**Text shown:**

BEGIN

Essential fatty acids are making news with claims they benefit a range of conditions from asthma to Zellweger syndrome. Although provocative, much of the evidence is circumstantial and indirect, thus diminishing confidence in the purported benefits. There is, however, solid and compelling evidence supporting the benefit of omega-3 fatty acids—particularly those found in fish oils, eicosapentaenoic acid and docosahexaenoic acid—in cardiovascular disease prevention. The good-fat/bad-fat discussion often confuses consumers, though. So retailers should be able to answer the following questions when it comes to omega-3s.
What Are Omega-3 Fatty Acids And What Are Good Dietary Sources?
Chemically, omega-3 fatty acids are long chains of carbon atoms (18 to 22, if you're curious) with three to six double bonds (unsaturation sites) in the chain. All are polyunsaturated fatty acids, and are called omega-3s because the first double bond is on the third carbon atom counting from the end of the fatty acid molecule (the omega carbon). N-3 means the same thing, but instead of calling the last carbon omega, it is called the nth carbon. The terms long-chain and short-chain omega-3 fatty acids generally refer to EPA/DHA and alpha-linolenic acid, respectively.
EPA and DHA are found almost exclusively in seafood because they are synthesized by microscopic single-celled organisms at the base of the marine food chain. Generally, the oilier the fish, the more omega-3 fatty acids are present. Some fungal and algal DHA sources have been discovered, cultivated and commercialized primarily to supply the neonatal/infant formula industry with a non-fish omega-3 source. In the future, fungal and algal sources of EPA may be commercially available.
ALA, on the other hand, is synthesized in plant chloroplasts and is found in leaves and some seed oils. The richest, most readily available plant-oil source is flaxseed (or linseed) oil, which contains about 55 percent ALA by weight. Other sources are camelina, chia and perilla oils. Of the commonly used vegetable oils, canola and soybean are reasonably good sources. Certain nuts, primarily walnuts, contain some ALA.
What Is The Difference Between Fish Oil-Derived EPA/DHA And Plant Oil-Derived ALA? Can ALA Substitute For EPA/DHA?

END

**What you will do:**
[A] According to the omega-3 article, about what percentage of flaxseed oil is ALA by weight?
[B] Copy out the omega-3 article between "EPA and DHA" and "be commercially available.", inclusive.
None of the material is needed for this work.

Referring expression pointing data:
BEGIN

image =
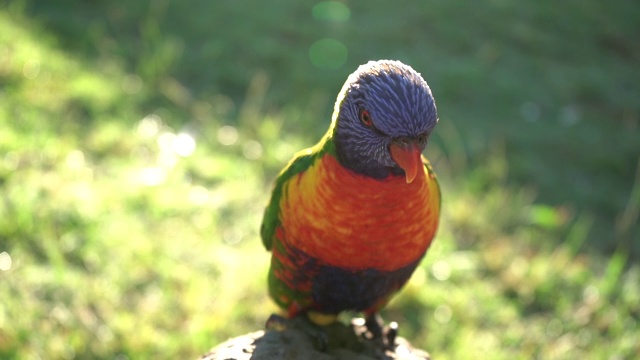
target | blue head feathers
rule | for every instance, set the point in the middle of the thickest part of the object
(383, 106)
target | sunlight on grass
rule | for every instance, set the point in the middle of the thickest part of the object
(131, 206)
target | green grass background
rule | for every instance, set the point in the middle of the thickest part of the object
(139, 140)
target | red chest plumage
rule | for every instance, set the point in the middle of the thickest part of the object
(354, 222)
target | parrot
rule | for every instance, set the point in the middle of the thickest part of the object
(350, 218)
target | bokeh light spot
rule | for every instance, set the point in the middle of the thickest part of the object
(149, 126)
(227, 135)
(331, 11)
(184, 144)
(328, 53)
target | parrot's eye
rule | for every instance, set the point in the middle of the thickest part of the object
(365, 117)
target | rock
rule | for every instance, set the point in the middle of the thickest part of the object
(296, 340)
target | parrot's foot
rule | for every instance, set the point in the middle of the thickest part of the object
(385, 335)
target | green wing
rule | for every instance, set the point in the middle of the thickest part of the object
(300, 163)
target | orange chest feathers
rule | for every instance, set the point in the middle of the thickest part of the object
(352, 221)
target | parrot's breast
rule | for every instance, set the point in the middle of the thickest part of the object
(351, 221)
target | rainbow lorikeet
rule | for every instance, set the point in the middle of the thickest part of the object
(351, 217)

END

**Solutions to the tasks:**
[A] About 55 percent.

[B]
EPA and DHA are found almost exclusively in seafood because they are synthesized by microscopic single-celled organisms at the base of the marine food chain. Generally, the oilier the fish, the more omega-3 fatty acids are present. Some fungal and algal DHA sources have been discovered, cultivated and commercialized primarily to supply the neonatal/infant formula industry with a non-fish omega-3 source. In the future, fungal and algal sources of EPA may be commercially available.